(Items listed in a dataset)
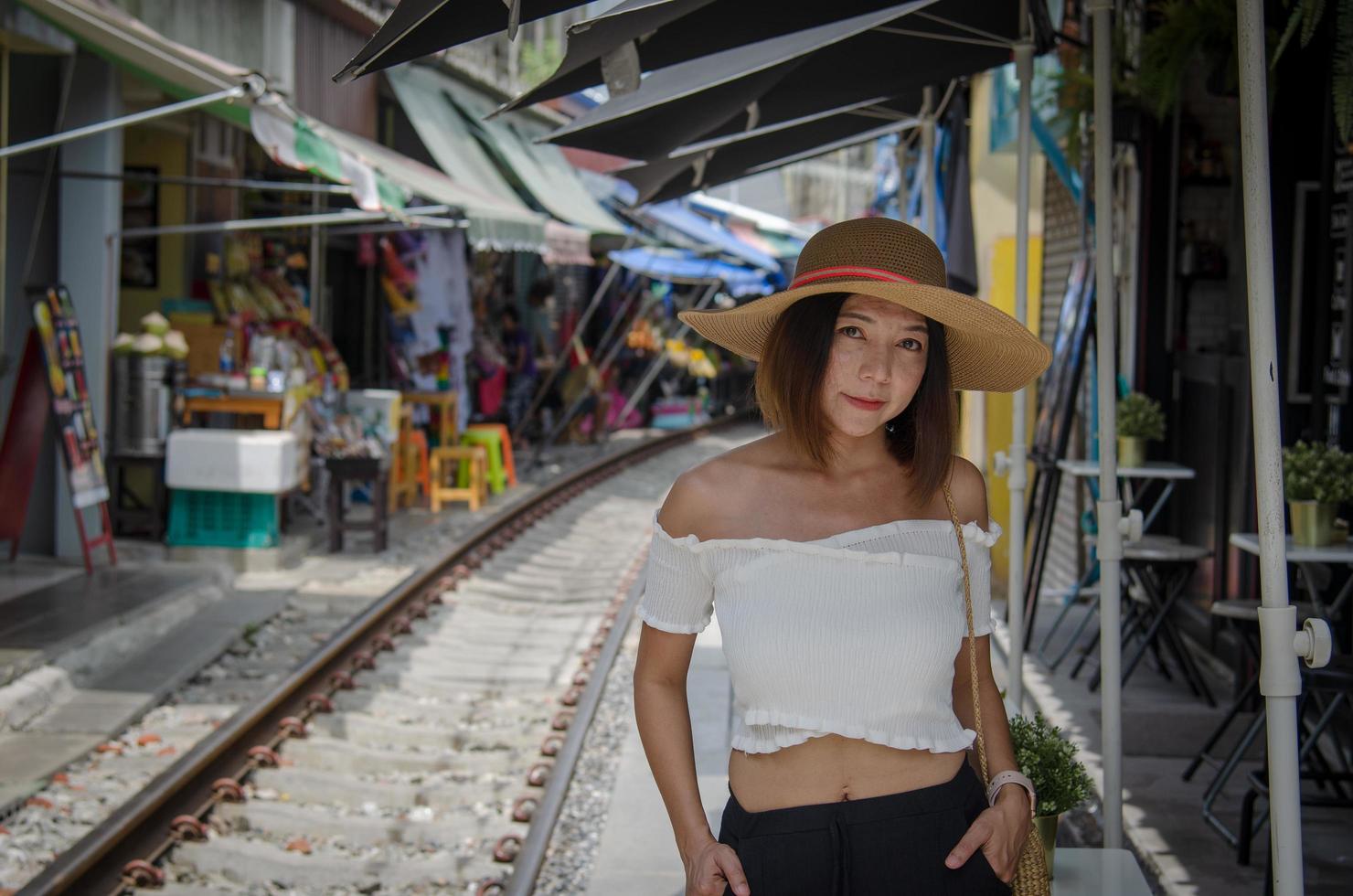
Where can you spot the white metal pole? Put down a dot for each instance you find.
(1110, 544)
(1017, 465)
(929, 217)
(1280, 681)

--

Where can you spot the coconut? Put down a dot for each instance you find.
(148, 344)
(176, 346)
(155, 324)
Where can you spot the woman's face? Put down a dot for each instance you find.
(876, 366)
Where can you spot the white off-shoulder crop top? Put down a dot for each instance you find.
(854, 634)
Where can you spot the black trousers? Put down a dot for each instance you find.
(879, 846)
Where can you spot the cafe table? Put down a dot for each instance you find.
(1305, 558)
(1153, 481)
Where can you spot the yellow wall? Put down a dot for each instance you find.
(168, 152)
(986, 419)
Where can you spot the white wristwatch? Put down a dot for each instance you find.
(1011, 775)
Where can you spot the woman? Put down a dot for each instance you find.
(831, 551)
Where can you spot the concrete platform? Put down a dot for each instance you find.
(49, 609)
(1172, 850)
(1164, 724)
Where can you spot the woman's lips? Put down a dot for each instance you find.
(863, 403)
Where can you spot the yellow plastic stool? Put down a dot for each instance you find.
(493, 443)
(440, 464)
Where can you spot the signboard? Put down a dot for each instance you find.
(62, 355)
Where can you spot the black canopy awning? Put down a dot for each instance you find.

## Directions
Set down only the lines above that fall between the line holding "Where can you spot the yellow plastic" and the line holding "Where can you spot the black canopy", inclusive, keeping each exact.

## Response to this exercise
Where can you spot the yellow plastic stool? Put down a dot for each instance you find.
(493, 443)
(440, 464)
Where can you spot the signboard? Put down a dot for each instance you find.
(62, 355)
Where can you spot the black canopy awning? Put down a dot for each instance you find.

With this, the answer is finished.